- [Task item]: Which of the lines below hold "trailer"? Please return each one.

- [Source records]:
►
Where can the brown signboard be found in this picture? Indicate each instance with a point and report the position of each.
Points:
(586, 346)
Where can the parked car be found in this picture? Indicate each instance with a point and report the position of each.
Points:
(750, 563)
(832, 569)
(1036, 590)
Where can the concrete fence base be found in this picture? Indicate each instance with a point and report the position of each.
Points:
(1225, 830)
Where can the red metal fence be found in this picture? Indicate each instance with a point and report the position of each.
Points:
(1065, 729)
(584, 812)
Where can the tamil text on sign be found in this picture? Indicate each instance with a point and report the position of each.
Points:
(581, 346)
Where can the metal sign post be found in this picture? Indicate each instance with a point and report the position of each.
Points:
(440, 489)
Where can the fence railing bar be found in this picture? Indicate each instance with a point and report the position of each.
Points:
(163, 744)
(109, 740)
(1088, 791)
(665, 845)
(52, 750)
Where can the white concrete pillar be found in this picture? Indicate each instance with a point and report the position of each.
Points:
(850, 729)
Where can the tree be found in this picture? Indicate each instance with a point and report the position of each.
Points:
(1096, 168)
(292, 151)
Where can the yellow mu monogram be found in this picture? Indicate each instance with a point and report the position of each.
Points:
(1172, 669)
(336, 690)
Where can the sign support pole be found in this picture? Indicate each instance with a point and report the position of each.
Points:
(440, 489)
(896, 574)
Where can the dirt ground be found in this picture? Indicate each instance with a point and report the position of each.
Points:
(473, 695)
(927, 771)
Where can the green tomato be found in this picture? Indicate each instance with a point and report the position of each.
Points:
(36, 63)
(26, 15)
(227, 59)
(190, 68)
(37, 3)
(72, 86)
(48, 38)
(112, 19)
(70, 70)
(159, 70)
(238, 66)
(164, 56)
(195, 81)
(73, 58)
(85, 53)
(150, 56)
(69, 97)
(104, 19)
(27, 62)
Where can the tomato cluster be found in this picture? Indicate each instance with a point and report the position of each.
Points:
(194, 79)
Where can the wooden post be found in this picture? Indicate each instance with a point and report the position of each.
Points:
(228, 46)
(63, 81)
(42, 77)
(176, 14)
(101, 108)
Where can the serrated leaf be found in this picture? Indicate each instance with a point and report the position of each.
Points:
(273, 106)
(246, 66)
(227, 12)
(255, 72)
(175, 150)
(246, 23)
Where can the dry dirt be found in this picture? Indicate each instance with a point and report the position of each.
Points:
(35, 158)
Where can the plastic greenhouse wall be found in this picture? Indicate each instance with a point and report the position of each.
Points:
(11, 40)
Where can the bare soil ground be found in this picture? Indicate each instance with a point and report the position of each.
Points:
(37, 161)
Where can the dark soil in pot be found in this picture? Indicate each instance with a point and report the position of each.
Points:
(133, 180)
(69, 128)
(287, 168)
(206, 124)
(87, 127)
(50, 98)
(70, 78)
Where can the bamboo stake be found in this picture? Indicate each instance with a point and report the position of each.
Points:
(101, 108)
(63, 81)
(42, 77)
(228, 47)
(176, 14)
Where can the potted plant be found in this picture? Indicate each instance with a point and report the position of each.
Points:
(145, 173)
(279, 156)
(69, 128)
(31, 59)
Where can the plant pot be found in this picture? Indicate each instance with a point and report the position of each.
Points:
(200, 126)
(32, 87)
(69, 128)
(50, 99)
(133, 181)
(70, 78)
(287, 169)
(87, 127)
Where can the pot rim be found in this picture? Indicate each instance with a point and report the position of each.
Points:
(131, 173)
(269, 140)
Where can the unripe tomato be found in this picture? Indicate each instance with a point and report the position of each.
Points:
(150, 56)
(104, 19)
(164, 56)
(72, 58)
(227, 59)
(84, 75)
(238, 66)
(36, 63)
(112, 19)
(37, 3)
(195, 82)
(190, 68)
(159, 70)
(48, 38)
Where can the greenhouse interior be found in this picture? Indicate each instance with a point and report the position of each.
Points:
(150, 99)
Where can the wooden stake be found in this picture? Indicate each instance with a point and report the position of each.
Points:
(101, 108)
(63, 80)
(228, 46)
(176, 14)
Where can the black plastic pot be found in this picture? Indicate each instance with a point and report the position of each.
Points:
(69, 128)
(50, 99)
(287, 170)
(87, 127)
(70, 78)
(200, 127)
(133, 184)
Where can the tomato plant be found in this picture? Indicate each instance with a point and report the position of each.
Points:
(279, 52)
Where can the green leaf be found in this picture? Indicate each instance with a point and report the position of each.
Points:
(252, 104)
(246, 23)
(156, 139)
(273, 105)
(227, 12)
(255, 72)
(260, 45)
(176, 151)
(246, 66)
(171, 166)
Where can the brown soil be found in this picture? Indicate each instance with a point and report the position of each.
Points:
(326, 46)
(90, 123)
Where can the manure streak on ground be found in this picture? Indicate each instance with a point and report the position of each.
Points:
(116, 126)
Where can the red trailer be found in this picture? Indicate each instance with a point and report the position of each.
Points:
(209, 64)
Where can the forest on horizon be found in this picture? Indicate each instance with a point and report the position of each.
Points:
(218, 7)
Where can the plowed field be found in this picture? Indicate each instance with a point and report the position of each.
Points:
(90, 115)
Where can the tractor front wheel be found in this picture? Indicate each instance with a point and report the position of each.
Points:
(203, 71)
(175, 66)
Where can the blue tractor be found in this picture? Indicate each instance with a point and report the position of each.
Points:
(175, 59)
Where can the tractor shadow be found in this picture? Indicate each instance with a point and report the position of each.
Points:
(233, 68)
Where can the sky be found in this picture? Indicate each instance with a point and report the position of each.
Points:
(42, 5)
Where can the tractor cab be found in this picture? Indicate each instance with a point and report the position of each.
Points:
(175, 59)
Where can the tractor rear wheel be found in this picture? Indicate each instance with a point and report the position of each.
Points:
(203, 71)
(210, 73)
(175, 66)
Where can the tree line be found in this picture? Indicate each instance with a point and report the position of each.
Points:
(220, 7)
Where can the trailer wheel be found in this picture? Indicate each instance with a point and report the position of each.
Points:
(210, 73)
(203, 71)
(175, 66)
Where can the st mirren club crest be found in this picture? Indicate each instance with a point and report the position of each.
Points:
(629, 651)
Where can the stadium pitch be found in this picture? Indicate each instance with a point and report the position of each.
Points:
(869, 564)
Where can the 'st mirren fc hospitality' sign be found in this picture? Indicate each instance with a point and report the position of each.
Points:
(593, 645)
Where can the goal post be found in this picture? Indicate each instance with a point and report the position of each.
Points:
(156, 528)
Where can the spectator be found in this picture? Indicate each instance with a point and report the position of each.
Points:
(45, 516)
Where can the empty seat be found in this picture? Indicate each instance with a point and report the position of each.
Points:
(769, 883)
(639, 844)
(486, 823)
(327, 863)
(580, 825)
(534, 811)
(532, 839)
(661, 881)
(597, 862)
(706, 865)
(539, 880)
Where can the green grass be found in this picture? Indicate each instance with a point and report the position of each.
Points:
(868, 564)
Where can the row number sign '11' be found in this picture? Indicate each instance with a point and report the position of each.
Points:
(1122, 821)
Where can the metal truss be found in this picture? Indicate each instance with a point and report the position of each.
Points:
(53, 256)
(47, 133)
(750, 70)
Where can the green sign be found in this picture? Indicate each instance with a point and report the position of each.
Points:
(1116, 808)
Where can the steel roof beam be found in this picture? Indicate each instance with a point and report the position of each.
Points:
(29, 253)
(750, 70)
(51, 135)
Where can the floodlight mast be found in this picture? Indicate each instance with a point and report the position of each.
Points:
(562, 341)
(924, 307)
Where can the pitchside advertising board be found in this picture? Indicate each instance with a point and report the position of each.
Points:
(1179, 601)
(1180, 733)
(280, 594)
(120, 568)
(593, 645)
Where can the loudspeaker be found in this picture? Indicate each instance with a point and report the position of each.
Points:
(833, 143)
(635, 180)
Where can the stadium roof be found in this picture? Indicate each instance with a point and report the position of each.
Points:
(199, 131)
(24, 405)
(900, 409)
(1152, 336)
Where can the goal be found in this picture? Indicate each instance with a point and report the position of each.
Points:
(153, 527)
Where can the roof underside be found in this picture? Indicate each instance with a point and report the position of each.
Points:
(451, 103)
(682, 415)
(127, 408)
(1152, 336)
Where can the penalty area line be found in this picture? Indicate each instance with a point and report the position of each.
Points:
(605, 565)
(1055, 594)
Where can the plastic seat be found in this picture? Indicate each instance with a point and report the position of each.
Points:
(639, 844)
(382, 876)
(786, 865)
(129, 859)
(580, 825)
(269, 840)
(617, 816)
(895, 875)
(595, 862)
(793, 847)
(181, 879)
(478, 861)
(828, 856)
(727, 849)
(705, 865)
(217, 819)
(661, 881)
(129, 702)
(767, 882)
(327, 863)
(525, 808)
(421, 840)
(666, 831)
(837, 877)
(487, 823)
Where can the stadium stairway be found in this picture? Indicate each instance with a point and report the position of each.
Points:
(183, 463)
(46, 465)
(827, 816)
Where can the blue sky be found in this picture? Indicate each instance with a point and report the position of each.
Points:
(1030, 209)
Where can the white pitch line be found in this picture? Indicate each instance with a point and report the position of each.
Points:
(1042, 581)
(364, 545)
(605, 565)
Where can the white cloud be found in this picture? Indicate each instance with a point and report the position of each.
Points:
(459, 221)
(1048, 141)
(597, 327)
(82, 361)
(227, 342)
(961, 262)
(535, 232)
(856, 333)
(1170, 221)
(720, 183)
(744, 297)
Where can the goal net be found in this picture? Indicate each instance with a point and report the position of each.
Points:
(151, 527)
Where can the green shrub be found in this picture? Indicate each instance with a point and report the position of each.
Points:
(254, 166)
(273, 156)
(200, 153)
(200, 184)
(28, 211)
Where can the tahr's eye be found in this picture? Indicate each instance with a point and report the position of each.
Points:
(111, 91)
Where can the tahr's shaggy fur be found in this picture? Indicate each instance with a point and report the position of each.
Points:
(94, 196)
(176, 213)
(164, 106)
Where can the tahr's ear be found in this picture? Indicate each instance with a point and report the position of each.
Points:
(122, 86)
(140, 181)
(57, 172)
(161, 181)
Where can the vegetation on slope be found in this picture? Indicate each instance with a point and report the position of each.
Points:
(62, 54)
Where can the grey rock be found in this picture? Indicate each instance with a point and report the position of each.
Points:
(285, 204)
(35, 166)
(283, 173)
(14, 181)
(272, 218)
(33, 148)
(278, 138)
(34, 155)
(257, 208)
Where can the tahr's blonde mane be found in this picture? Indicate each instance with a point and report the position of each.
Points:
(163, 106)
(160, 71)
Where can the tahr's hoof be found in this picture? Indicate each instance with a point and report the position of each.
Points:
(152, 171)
◄
- [Response below]:
Where can the red trailer be found in this picture? Indicate each instance with a point and report the position of each.
Where can the trailer wheel be found in this picture? Indicate each instance with a point and report the position of each.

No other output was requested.